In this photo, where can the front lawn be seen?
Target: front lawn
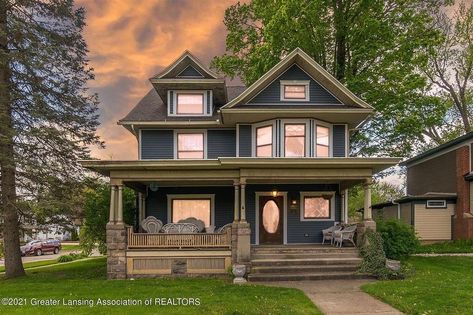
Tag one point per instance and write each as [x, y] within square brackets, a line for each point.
[85, 280]
[441, 285]
[460, 246]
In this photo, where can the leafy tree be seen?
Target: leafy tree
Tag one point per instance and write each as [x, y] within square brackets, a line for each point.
[96, 213]
[48, 118]
[380, 192]
[450, 69]
[375, 47]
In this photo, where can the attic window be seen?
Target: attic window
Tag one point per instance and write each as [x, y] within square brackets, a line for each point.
[295, 90]
[190, 103]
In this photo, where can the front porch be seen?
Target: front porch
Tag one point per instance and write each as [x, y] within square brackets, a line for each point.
[237, 196]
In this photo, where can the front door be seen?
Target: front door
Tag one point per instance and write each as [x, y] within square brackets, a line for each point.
[271, 219]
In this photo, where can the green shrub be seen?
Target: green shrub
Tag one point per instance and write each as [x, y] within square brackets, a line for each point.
[399, 239]
[374, 258]
[65, 258]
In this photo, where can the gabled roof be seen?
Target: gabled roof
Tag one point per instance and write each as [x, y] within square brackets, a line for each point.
[312, 68]
[182, 63]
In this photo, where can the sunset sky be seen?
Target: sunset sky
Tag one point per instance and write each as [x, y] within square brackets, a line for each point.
[129, 43]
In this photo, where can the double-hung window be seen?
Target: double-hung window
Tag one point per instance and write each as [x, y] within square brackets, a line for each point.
[190, 103]
[322, 141]
[294, 140]
[264, 141]
[190, 145]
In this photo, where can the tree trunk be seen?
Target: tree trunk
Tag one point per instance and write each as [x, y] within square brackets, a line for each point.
[8, 206]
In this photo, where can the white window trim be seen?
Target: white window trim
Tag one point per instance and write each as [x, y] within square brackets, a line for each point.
[253, 137]
[330, 138]
[192, 196]
[282, 133]
[305, 83]
[204, 94]
[317, 194]
[443, 206]
[178, 131]
[257, 212]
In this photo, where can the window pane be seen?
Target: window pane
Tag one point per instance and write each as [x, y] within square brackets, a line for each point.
[322, 135]
[190, 145]
[264, 151]
[190, 103]
[294, 91]
[185, 208]
[264, 135]
[316, 207]
[294, 142]
[322, 151]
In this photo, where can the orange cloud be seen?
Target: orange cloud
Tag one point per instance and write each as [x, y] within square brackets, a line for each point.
[130, 41]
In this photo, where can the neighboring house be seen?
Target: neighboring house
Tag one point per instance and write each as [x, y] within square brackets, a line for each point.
[439, 192]
[271, 160]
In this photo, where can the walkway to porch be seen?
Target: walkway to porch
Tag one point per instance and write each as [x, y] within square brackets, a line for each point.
[303, 262]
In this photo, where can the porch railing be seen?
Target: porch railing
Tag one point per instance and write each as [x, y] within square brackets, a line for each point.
[165, 240]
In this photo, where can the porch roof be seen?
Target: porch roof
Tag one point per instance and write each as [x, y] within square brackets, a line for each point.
[244, 166]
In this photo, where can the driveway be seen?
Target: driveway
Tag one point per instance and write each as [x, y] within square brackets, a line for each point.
[339, 296]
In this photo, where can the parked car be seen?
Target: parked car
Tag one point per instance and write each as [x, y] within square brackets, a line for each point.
[38, 248]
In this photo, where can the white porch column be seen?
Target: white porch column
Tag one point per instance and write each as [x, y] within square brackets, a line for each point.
[242, 202]
[113, 193]
[367, 205]
[236, 207]
[120, 204]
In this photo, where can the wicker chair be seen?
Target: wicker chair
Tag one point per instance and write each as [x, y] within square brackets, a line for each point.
[328, 233]
[347, 234]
****
**Exercise description**
Among the entries above, the lines between the ones containing "In this photo, where can the white window" and "Target: window pane", inclusive, are to be transcribed exactly. No other line is to be given.

**Written solution**
In this photo, where can the white window trim be seen?
Target: white window trim
Tag one point per instance and write each as [x, y] within square brackets, a line for each point.
[253, 137]
[330, 138]
[192, 196]
[282, 133]
[305, 83]
[204, 94]
[317, 194]
[443, 206]
[178, 131]
[257, 212]
In this photo, where can the window pane be seen?
Target: window pane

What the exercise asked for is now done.